(Dataset excerpt)
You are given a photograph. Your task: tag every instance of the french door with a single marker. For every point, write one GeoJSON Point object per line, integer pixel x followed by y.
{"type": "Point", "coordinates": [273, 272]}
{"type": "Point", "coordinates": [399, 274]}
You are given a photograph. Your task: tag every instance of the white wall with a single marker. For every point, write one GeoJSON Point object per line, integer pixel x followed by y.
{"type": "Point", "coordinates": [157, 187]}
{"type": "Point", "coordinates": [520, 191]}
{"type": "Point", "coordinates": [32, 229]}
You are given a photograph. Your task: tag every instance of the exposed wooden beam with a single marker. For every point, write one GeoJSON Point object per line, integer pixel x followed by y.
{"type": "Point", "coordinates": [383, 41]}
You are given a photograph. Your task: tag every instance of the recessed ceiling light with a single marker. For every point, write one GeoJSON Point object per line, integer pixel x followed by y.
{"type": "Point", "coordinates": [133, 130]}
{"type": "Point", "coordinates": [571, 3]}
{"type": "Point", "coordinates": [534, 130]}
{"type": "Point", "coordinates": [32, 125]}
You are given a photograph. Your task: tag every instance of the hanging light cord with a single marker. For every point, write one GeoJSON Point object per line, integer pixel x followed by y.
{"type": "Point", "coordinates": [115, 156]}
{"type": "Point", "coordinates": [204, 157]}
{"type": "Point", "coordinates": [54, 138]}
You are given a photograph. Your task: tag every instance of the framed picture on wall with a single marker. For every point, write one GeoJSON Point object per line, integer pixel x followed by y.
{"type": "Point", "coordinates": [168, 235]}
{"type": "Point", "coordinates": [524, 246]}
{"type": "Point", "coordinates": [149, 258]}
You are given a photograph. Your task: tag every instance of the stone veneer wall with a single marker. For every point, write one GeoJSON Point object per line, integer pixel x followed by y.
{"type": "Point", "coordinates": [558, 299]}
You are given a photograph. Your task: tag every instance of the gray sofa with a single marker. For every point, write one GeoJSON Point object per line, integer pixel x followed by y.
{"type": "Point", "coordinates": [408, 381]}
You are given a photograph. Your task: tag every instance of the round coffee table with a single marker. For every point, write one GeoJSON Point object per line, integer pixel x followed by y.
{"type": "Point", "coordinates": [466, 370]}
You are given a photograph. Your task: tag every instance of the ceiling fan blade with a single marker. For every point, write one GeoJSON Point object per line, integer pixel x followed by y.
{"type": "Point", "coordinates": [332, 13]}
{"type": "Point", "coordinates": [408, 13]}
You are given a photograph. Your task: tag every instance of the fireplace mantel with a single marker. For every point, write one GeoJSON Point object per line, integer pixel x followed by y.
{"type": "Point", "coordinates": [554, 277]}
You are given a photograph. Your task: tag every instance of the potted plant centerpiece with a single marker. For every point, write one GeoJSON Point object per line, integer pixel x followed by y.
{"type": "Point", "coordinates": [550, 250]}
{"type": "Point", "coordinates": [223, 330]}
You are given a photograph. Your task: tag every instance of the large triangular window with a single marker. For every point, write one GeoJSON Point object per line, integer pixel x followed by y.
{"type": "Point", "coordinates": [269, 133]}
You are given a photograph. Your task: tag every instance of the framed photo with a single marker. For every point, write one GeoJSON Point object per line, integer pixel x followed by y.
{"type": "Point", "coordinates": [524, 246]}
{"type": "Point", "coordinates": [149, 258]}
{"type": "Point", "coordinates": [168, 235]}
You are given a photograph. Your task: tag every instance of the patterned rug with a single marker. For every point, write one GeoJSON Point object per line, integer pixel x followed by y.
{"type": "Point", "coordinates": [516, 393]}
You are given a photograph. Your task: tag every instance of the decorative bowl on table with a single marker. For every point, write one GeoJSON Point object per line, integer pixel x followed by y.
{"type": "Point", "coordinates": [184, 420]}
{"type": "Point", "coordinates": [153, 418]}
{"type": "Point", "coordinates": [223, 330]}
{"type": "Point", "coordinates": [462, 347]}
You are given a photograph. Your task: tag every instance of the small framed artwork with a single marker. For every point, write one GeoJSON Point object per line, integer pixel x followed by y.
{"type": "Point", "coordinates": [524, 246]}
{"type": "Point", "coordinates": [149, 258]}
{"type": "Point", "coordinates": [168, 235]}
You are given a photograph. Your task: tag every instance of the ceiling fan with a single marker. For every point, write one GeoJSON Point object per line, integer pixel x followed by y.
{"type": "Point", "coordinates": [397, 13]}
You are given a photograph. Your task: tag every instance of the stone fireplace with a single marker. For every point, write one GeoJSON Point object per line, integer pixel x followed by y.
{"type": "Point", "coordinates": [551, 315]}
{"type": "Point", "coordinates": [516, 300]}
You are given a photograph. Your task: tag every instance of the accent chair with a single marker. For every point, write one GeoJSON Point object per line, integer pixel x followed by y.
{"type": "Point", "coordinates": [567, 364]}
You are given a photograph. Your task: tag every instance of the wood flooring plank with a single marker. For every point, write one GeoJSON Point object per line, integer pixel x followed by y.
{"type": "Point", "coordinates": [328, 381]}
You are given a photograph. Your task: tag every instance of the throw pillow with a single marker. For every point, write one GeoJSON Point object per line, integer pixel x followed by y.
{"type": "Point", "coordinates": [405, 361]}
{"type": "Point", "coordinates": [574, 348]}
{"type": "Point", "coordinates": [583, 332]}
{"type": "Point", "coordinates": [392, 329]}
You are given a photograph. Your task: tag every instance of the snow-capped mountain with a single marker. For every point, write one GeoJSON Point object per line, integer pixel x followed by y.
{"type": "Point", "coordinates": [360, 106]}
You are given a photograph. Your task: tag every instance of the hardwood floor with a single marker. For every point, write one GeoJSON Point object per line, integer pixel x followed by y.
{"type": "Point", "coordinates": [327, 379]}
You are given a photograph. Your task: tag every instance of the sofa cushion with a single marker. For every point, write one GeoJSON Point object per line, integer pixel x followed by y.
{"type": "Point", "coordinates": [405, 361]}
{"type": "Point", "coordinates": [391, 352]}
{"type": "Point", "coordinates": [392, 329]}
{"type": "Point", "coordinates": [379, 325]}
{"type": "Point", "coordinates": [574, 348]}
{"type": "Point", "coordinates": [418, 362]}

▶ _Your task_
Rewrite the rows between the line containing "of the hardwood" and the end of the rows, inclusive, keeping every line's wording unchanged. Scale each point coordinate by 2.1, rounding to whole numbers with halves going up.

▶ _Problem solution_
You are given a photograph. Your task: tag every instance of the hardwood floor with a single marker. For every point, write one GeoJSON Point object per line, integer pixel x followed by y.
{"type": "Point", "coordinates": [687, 796]}
You are given a photograph. Your task: tag every instance of the sofa cushion with a single marker. For every point, write one GeoJSON Point object per line, integer pixel x followed by y.
{"type": "Point", "coordinates": [851, 758]}
{"type": "Point", "coordinates": [821, 739]}
{"type": "Point", "coordinates": [823, 691]}
{"type": "Point", "coordinates": [796, 683]}
{"type": "Point", "coordinates": [1205, 731]}
{"type": "Point", "coordinates": [878, 760]}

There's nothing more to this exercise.